## Exercise 1
Reproduce, word for word, the entire passage about Marey's chronophotography and its influence on later art.

Geometric Chronophotograph of the Man in the Black Suit, 1883, photo by Etienne-Jules Marey

Geometric Chronophotograph of the Man in the Black Suit, 1883, photo by Etienne-Jules Marey

From Marey’s photography Marcel Duchamp took this idea of superimposing temporal instants and combined it with a cubist fragmentation of form to produce his famous “Nude Descending a Staircase”, which caused a sensation – both of outrage and of inspiration – when it was exhibited at the Armory Show of 1913, the first major exhibition of European avant-garde art in America.

Nude Descending a Staircase, 1912, by Marcel Duchamp

Nude Descending a Staircase, 1912, by Marcel Duchamp

Boccioni attempted something similar in sculptural form, distorting the figure to emphasize its dynamism. Boccioni, who also painted, and Balla, whose trotting dachshund leads this post, were members of the Italian Futurist art movement, obsessed with speed and frenzy.

## Exercise 2
Rewrite the records from the line containing "of the front" through the end of the records, swapping "Target" for "Object" and leaving everything else unchanged.

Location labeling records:
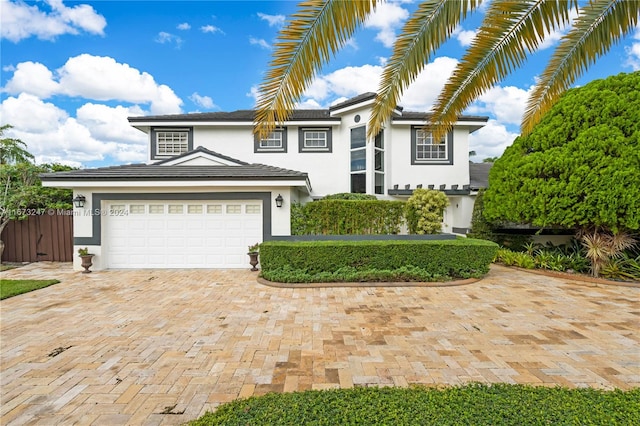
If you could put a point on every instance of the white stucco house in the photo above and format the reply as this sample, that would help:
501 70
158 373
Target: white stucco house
210 189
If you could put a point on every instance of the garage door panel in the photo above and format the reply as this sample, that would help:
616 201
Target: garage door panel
179 235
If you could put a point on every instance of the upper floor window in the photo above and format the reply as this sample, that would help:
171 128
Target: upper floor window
314 139
276 141
426 150
167 142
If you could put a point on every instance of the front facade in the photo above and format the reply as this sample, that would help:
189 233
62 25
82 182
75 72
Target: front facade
210 188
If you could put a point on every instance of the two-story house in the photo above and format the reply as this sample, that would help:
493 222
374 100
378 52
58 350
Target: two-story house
210 188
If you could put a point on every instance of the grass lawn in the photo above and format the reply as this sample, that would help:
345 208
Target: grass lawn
473 404
10 288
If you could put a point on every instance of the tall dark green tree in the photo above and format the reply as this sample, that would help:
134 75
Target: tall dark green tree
579 168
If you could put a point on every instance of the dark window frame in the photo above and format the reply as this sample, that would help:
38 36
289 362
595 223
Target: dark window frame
431 162
303 149
154 141
258 149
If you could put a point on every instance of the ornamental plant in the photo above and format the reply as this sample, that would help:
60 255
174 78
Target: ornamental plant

## Solution 1
Geometric Chronophotograph of the Man in the Black Suit, 1883, photo by Etienne-Jules Marey

Geometric Chronophotograph of the Man in the Black Suit, 1883, photo by Etienne-Jules Marey

From Marey’s photography Marcel Duchamp took this idea of superimposing temporal instants and combined it with a cubist fragmentation of form to produce his famous “Nude Descending a Staircase”, which caused a sensation – both of outrage and of inspiration – when it was exhibited at the Armory Show of 1913, the first major exhibition of European avant-garde art in America.

Nude Descending a Staircase, 1912, by Marcel Duchamp

Nude Descending a Staircase, 1912, by Marcel Duchamp

Boccioni attempted something similar in sculptural form, distorting the figure to emphasize its dynamism. Boccioni, who also painted, and Balla, whose trotting dachshund leads this post, were members of the Italian Futurist art movement, obsessed with speed and frenzy.

## Solution 2
If you could put a point on every instance of the front facade in the photo above and format the reply as this sample, that would help:
189 233
62 25
82 182
75 72
Object: front facade
210 188
If you could put a point on every instance of the two-story house in the photo above and format the reply as this sample, that would help:
493 222
374 100
378 52
58 350
Object: two-story house
210 188
If you could put a point on every instance of the grass lawn in the photo above and format the reply as this sample, that would help:
345 208
Object: grass lawn
473 404
10 288
If you could put a point on every instance of the tall dark green tree in the photo above and format the reply as this sample, that would help:
134 75
Object: tall dark green tree
579 168
If you could put a point on every instance of the dark window frame in the photo above and format the reply as this sample, that would help:
38 36
289 362
595 223
Object: dark window frame
431 162
303 149
154 141
258 149
If you could put a point on every instance of the ornamental plant in the photo above and format the reply as this sample, that would help:
60 255
174 78
Object: ornamental plant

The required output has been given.